Record set
┄┄┄┄┄┄
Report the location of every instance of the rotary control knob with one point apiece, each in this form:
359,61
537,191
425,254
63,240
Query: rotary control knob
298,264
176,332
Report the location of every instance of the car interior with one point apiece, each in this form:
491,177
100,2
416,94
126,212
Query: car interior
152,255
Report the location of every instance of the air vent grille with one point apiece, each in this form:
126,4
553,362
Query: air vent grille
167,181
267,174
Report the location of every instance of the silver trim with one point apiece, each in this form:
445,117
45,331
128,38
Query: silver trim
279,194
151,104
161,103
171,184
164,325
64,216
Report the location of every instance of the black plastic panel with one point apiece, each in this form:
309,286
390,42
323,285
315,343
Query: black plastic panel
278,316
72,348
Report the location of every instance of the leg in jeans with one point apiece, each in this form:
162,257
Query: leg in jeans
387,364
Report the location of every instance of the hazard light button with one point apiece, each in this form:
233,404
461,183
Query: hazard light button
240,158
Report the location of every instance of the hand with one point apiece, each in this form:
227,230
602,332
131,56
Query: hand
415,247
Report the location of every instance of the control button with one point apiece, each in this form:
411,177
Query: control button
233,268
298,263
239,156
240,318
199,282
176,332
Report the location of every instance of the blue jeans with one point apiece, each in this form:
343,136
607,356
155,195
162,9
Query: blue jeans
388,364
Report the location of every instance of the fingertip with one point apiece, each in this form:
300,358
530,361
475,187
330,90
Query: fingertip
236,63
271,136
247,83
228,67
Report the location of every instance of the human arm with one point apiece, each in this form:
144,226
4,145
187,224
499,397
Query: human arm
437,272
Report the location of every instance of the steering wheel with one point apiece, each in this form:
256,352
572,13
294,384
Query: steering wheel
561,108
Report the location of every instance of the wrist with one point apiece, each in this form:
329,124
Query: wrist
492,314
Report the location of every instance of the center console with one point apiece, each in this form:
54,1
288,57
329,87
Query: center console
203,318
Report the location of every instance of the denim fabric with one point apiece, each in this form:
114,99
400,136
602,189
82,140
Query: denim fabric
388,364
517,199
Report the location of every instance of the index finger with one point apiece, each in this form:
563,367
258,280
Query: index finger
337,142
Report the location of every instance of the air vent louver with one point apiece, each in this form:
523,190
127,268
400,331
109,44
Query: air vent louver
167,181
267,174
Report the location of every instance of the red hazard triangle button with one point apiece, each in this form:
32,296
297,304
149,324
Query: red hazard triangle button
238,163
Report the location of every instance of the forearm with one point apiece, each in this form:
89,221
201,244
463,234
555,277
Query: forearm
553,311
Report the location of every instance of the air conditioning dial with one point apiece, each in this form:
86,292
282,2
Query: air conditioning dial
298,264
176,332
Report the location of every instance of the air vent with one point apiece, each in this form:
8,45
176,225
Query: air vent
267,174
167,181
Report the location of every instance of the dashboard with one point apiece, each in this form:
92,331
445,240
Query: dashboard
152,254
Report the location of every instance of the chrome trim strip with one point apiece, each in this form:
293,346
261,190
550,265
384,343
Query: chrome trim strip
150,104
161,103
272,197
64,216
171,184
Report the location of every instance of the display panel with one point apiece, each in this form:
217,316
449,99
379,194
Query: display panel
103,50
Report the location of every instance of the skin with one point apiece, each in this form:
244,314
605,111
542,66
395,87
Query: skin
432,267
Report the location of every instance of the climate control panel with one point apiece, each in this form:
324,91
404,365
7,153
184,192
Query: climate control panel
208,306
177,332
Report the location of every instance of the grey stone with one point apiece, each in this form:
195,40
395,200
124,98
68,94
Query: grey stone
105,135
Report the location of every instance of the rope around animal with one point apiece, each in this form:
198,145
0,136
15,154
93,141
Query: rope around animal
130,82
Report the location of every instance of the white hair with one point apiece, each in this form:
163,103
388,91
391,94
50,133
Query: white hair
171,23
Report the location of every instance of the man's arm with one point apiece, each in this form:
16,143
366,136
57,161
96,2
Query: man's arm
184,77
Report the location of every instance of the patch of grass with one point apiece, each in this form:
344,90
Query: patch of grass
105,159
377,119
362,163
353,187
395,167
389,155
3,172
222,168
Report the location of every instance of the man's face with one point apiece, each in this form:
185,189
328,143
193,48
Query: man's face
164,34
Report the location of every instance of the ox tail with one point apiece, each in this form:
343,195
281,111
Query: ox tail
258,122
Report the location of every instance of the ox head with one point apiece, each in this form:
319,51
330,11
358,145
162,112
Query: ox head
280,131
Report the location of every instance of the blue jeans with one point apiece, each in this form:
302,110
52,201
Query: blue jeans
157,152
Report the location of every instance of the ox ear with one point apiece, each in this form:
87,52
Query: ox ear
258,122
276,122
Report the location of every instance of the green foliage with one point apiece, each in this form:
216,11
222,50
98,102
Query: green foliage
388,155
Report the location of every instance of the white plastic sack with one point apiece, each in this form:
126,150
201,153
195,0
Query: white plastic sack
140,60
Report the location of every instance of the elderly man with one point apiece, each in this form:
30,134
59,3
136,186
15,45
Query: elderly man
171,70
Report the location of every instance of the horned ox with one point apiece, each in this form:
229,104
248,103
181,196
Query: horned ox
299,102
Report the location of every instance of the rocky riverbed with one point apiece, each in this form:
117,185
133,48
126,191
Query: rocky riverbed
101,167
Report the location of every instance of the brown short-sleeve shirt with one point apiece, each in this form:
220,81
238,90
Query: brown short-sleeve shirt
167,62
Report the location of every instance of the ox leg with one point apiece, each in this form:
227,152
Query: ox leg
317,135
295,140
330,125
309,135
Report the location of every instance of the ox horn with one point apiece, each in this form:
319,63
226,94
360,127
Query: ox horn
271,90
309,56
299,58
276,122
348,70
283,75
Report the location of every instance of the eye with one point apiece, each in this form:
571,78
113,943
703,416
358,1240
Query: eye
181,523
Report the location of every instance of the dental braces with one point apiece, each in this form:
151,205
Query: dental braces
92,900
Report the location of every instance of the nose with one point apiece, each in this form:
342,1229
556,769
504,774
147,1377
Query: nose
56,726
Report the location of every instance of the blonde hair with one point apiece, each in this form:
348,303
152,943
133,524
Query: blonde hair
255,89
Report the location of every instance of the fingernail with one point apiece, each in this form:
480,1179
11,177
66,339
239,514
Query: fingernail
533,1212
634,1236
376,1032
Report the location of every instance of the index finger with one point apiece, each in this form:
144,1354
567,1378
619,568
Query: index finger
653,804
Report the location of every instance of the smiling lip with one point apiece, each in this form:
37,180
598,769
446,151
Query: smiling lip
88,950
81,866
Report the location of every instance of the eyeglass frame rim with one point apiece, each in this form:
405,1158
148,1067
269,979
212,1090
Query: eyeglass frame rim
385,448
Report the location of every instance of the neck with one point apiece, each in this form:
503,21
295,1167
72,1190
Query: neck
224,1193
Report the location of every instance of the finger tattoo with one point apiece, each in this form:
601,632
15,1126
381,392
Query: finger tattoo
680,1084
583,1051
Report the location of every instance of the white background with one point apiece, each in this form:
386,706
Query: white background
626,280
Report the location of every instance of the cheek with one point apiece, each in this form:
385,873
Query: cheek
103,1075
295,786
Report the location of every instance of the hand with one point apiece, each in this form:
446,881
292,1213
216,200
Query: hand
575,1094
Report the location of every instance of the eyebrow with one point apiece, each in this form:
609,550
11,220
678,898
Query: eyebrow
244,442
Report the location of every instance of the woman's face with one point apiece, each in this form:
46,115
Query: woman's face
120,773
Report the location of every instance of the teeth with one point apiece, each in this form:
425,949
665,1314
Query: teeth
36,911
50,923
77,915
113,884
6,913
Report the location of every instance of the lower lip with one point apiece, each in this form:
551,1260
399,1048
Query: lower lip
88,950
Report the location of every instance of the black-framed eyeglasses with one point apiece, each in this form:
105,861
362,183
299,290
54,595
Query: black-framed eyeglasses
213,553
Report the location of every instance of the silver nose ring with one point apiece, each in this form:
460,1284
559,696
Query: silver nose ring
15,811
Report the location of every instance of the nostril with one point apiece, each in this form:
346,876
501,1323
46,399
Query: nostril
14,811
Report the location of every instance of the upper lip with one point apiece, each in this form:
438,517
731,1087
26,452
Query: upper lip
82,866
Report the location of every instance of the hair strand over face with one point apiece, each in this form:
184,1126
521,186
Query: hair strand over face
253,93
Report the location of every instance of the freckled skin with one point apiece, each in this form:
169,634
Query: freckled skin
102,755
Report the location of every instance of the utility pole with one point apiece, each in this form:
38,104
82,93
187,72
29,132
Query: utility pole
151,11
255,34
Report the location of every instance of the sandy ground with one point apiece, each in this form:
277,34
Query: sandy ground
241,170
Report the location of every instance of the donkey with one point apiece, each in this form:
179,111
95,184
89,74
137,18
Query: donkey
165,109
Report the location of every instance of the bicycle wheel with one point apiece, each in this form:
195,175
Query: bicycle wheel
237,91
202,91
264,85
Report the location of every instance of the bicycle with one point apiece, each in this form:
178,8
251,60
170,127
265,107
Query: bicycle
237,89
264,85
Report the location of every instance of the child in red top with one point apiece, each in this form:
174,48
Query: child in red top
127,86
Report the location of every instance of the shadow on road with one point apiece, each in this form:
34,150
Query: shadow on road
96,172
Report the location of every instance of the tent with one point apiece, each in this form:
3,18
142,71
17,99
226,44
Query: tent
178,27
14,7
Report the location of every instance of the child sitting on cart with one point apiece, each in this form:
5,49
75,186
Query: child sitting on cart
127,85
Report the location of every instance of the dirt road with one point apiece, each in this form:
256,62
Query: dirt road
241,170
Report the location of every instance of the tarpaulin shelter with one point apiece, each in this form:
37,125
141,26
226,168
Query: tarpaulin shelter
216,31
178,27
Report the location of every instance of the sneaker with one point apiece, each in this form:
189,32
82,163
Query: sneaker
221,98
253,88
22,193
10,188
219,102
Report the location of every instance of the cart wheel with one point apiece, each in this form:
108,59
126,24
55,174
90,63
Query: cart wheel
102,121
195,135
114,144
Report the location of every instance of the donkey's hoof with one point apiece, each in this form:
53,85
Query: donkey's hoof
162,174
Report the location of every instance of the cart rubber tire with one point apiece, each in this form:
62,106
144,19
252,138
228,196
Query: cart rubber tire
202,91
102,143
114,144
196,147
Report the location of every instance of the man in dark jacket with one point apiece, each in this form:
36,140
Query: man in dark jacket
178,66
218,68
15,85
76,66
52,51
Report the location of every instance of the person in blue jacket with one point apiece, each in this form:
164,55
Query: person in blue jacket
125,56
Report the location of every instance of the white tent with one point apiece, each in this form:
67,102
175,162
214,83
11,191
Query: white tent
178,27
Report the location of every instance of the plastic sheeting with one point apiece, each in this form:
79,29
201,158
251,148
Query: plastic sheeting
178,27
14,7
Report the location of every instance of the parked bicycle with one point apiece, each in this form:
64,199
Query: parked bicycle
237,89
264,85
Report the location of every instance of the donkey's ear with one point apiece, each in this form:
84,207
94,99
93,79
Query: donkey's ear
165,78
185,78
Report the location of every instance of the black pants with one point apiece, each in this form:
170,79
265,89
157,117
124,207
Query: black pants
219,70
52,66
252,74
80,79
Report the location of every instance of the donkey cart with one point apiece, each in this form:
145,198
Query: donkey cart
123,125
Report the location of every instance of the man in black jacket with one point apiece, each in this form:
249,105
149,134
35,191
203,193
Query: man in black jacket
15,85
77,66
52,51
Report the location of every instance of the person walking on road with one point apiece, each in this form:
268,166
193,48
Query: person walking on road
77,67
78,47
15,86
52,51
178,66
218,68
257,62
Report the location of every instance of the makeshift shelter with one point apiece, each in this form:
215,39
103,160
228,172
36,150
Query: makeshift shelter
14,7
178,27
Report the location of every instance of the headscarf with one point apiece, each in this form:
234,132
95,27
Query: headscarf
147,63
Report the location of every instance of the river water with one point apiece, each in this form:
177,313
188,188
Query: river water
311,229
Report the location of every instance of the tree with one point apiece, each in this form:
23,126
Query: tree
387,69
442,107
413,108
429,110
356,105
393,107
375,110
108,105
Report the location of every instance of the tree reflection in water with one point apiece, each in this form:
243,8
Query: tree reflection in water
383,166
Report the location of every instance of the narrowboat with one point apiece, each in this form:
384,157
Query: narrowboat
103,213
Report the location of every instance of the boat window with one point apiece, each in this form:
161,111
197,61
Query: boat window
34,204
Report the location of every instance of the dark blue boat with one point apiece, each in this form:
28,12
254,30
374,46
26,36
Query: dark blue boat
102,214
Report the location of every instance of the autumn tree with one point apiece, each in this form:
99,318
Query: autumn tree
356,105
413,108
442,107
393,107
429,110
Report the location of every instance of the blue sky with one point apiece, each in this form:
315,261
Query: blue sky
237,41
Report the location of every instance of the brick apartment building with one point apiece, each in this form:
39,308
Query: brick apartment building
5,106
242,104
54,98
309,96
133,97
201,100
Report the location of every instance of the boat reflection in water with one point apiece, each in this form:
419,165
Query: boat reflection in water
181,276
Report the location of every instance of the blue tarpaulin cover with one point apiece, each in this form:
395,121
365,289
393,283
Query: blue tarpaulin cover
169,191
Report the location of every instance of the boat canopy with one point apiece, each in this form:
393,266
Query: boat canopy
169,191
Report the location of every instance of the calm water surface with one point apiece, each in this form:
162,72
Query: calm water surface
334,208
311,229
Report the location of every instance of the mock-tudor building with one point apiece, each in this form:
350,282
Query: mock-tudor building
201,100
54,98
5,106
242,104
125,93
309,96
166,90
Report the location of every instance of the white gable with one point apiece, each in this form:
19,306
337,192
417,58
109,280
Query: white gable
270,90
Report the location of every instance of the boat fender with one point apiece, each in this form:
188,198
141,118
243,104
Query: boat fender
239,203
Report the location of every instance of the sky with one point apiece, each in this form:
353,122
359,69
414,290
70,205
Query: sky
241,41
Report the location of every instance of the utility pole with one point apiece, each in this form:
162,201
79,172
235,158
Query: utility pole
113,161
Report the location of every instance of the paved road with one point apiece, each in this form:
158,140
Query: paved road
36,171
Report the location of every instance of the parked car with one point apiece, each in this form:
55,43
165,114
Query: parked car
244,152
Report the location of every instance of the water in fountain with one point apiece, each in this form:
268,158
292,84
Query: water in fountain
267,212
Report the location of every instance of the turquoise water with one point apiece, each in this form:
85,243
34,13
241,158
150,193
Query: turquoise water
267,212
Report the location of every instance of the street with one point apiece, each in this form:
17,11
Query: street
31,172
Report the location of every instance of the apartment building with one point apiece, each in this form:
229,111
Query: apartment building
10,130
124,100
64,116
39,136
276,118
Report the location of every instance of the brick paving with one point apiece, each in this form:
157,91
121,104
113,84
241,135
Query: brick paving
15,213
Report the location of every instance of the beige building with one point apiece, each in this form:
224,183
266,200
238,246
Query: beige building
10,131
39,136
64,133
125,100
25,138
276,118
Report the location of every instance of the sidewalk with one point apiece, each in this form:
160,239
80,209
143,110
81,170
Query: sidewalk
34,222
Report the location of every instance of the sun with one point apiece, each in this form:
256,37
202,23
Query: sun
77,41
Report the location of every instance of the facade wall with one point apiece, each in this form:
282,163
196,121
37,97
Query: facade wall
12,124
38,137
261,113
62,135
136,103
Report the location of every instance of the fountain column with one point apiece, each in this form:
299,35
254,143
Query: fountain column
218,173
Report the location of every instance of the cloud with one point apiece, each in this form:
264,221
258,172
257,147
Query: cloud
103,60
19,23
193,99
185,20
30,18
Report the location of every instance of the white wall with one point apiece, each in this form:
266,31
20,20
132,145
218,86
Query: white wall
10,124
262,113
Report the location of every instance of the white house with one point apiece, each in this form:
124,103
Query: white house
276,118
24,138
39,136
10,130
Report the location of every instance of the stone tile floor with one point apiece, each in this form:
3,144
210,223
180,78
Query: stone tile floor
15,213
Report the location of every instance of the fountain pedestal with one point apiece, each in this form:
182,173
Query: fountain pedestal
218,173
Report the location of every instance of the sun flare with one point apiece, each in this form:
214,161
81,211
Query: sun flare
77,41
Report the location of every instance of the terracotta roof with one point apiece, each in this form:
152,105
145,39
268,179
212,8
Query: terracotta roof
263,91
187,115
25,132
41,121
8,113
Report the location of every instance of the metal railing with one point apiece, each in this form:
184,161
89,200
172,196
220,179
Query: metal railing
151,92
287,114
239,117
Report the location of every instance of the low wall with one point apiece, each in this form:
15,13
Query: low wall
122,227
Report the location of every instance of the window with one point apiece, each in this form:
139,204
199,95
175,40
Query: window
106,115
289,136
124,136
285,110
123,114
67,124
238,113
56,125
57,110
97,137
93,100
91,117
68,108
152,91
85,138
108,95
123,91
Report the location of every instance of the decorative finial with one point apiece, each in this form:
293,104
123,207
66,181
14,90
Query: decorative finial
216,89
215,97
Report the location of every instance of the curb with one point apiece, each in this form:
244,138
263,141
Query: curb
┄┄┄┄┄┄
Copy out the lines from the line containing "Report the location of every instance of the terracotta" to the end of the listing above, without alteration.

Report the location of every instance of the terracotta roof with one point apiece, each in this form:
152,105
145,39
268,179
212,8
Query: terracotta roof
263,91
187,115
25,132
41,121
8,113
Report the location of every instance of the metal railing with one point apiece, each in this form:
184,161
89,200
172,196
220,179
Query: metal railing
151,92
287,114
239,117
Report the location of every instance of the low wall with one point apiece, each in this form:
15,13
Query: low wall
122,227
Report the location of every instance of the window with one point apiece, each in this form:
139,204
199,95
175,40
Query: window
106,115
289,136
124,136
285,110
123,114
67,124
238,113
56,125
57,110
97,137
93,100
91,117
68,108
152,91
85,138
108,95
123,91
Report the location of every instance of the decorative finial with one point apiece, each in this form:
293,104
123,207
66,181
14,90
Query: decorative finial
216,89
215,97
Report the location of every instance of the curb with one point apiece, each in this form:
244,138
263,141
Query: curb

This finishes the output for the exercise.